- GIVEN INSTRUCTION -
Please reproduce all of the material below word for word, keeping every line in its original order.

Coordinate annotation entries
----

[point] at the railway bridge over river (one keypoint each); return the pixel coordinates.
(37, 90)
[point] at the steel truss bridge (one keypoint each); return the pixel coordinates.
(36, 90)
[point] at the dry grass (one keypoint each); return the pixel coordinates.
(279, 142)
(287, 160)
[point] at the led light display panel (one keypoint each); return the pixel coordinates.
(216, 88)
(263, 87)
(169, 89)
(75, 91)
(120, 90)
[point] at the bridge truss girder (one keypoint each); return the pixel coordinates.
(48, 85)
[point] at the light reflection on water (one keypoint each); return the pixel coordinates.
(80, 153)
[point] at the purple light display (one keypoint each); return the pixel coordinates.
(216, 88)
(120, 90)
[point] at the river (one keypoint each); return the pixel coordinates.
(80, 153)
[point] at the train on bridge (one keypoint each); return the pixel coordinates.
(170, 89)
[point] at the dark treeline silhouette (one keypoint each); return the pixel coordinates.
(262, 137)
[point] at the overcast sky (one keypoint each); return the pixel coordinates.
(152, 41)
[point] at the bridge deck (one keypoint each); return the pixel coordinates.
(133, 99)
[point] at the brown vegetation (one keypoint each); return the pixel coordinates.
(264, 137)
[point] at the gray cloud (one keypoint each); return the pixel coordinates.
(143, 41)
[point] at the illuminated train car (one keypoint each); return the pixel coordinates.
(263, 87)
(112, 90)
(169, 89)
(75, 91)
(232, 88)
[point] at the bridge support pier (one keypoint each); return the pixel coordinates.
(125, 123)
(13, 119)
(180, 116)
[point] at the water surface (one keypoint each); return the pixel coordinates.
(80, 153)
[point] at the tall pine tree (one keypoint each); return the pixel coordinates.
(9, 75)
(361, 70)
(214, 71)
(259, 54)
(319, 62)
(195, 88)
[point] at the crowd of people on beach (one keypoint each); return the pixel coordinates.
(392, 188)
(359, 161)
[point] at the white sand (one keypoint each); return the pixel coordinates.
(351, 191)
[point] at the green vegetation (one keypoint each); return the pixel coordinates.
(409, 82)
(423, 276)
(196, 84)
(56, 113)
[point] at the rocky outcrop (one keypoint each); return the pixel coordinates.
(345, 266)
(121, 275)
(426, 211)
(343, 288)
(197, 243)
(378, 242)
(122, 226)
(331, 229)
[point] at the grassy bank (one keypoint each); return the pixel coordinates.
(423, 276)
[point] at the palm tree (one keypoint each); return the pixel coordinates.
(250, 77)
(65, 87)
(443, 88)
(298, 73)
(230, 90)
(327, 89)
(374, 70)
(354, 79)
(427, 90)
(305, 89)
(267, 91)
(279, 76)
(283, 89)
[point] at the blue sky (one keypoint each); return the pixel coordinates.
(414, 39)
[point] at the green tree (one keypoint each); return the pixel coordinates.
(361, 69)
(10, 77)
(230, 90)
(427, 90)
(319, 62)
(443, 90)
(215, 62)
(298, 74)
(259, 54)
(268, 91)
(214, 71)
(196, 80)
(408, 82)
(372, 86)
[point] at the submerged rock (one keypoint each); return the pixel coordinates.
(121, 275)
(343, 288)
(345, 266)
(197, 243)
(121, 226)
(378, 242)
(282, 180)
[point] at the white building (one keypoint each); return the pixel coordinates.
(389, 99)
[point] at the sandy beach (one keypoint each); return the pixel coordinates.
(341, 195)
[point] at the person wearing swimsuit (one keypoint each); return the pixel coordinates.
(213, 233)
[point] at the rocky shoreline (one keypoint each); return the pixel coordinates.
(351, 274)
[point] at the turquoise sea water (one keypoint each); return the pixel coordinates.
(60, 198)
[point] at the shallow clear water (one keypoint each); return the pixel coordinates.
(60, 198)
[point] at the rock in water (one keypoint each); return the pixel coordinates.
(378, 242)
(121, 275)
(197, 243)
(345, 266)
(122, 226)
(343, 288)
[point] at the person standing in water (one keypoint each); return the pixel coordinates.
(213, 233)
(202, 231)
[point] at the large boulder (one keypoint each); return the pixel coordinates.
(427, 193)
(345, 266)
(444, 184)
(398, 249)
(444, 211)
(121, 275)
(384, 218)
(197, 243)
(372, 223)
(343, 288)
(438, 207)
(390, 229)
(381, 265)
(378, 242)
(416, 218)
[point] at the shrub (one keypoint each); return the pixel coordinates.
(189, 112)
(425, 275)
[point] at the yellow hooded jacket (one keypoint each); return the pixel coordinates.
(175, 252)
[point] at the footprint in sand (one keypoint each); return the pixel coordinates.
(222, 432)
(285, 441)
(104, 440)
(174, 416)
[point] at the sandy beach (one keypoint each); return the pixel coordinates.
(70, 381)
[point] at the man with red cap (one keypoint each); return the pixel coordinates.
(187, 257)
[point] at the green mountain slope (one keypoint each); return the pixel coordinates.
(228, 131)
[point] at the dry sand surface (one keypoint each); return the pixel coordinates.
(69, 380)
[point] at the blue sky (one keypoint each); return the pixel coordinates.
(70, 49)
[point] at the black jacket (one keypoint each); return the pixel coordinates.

----

- FULL ANSWER -
[point] at the railway bridge over river (one keypoint each); return the pixel coordinates.
(37, 90)
[point] at the steel truss bridge (one keypoint each); return the pixel coordinates.
(36, 90)
[point] at the dry grass (one keypoint each); return the pixel coordinates.
(279, 142)
(287, 160)
[point] at the led light display panel (one keypoint each); return the pixel coordinates.
(216, 88)
(263, 87)
(169, 89)
(75, 91)
(120, 90)
[point] at the bridge truss girder (one keypoint each); return the pixel coordinates.
(48, 85)
[point] at the light reflection on water (one keypoint each); return the pixel coordinates.
(80, 153)
[point] at the purple light display (one keypoint each); return the pixel coordinates.
(216, 88)
(120, 90)
[point] at the river (one keypoint each); return the pixel coordinates.
(80, 153)
[point] at the train on bridge (one keypoint each); return the pixel coordinates.
(170, 89)
[point] at the dark treeline silhouette (one keypoint each); return the pixel coordinates.
(262, 137)
[point] at the overcast sky (one keypoint each); return the pixel coordinates.
(152, 41)
[point] at the bridge deck (one keypoint each); return the pixel coordinates.
(133, 99)
[point] at the brown vegetation (one keypoint each); return the pixel coordinates.
(264, 137)
[point] at the gray cloud (one keypoint each); return the pixel coordinates.
(143, 41)
[point] at the illuminated train car (one keypoint each); return the pixel coordinates.
(263, 87)
(112, 90)
(169, 89)
(75, 91)
(232, 88)
[point] at the bridge support pier (one keypoint each); return the pixel coordinates.
(125, 123)
(13, 119)
(180, 116)
[point] at the water surface (one keypoint each); return the pixel coordinates.
(80, 153)
[point] at the tall pine tree (one keypoint each); return the pixel coordinates.
(9, 75)
(361, 70)
(214, 71)
(259, 54)
(319, 62)
(195, 88)
[point] at the crowd of people on beach (one keypoint each); return the pixel coordinates.
(392, 188)
(359, 161)
[point] at the white sand (one keypoint each); return the pixel coordinates.
(351, 191)
[point] at the green vegetation (one keypoint each); return the pixel coordinates.
(409, 82)
(423, 276)
(196, 84)
(56, 113)
[point] at the rocky outcrop (one keypoint each); return the pixel coordinates.
(345, 266)
(121, 275)
(426, 211)
(343, 288)
(197, 243)
(378, 242)
(122, 226)
(331, 229)
[point] at the grassy bank (one keypoint each); return the pixel coordinates.
(423, 276)
[point] at the palm tree (one keypoint each); return the pixel coordinates.
(250, 77)
(65, 87)
(443, 88)
(298, 73)
(230, 90)
(327, 89)
(374, 70)
(354, 79)
(427, 90)
(305, 89)
(267, 91)
(279, 76)
(283, 89)
[point] at the blue sky (one keypoint each); return the pixel coordinates.
(414, 39)
[point] at the green tree (one keypoint each); return the pixel coordinates.
(361, 69)
(10, 77)
(230, 90)
(427, 90)
(319, 62)
(443, 90)
(215, 62)
(298, 74)
(259, 54)
(268, 91)
(214, 71)
(196, 80)
(408, 82)
(372, 86)
[point] at the submerged rock (one keypoint each); return the pixel coordinates.
(121, 275)
(343, 288)
(345, 266)
(197, 243)
(121, 226)
(378, 242)
(282, 180)
[point] at the white building (one keypoint each); return the pixel coordinates.
(389, 99)
[point] at the sandy beach (one keypoint each); return the pixel coordinates.
(341, 195)
[point] at the person wearing swimsuit (one keypoint each); return the pixel coordinates.
(213, 233)
[point] at the rocky shoreline (one keypoint each); return the pixel coordinates.
(351, 274)
[point] at the turquoise sea water (one keypoint each); return the pixel coordinates.
(60, 198)
[point] at the shallow clear water (one keypoint each); return the pixel coordinates.
(60, 198)
[point] at the rock in water (one keypoint each); return the pixel coordinates.
(378, 242)
(121, 275)
(197, 243)
(345, 266)
(122, 226)
(343, 288)
[point] at the person standing in water (one keypoint each); return the pixel coordinates.
(213, 233)
(202, 231)
[point] at the large boulder (one keypoint each); return the pixel coordinates.
(427, 193)
(345, 266)
(444, 184)
(398, 249)
(444, 211)
(121, 275)
(384, 218)
(197, 243)
(372, 223)
(343, 288)
(438, 207)
(390, 229)
(381, 265)
(378, 242)
(416, 218)
[point] at the shrub (one keypoint each); return the pixel coordinates.
(189, 112)
(425, 275)
[point] at the yellow hooded jacket (one keypoint each); return the pixel coordinates.
(175, 252)
[point] at the footprint in sand (one keypoint each); return the pixel coordinates.
(222, 432)
(285, 441)
(104, 440)
(174, 416)
[point] at the sandy beach (one keypoint each); return the pixel coordinates.
(70, 381)
[point] at the man with red cap (one keypoint each); return the pixel coordinates.
(187, 257)
[point] at the green mountain slope (one keypoint each); return the pixel coordinates.
(228, 131)
[point] at the dry sand surface (one keypoint each); return the pixel coordinates.
(69, 380)
[point] at the blue sky (one keypoint each); return the pixel coordinates.
(70, 49)
[point] at the black jacket (one keypoint each); return the pixel coordinates.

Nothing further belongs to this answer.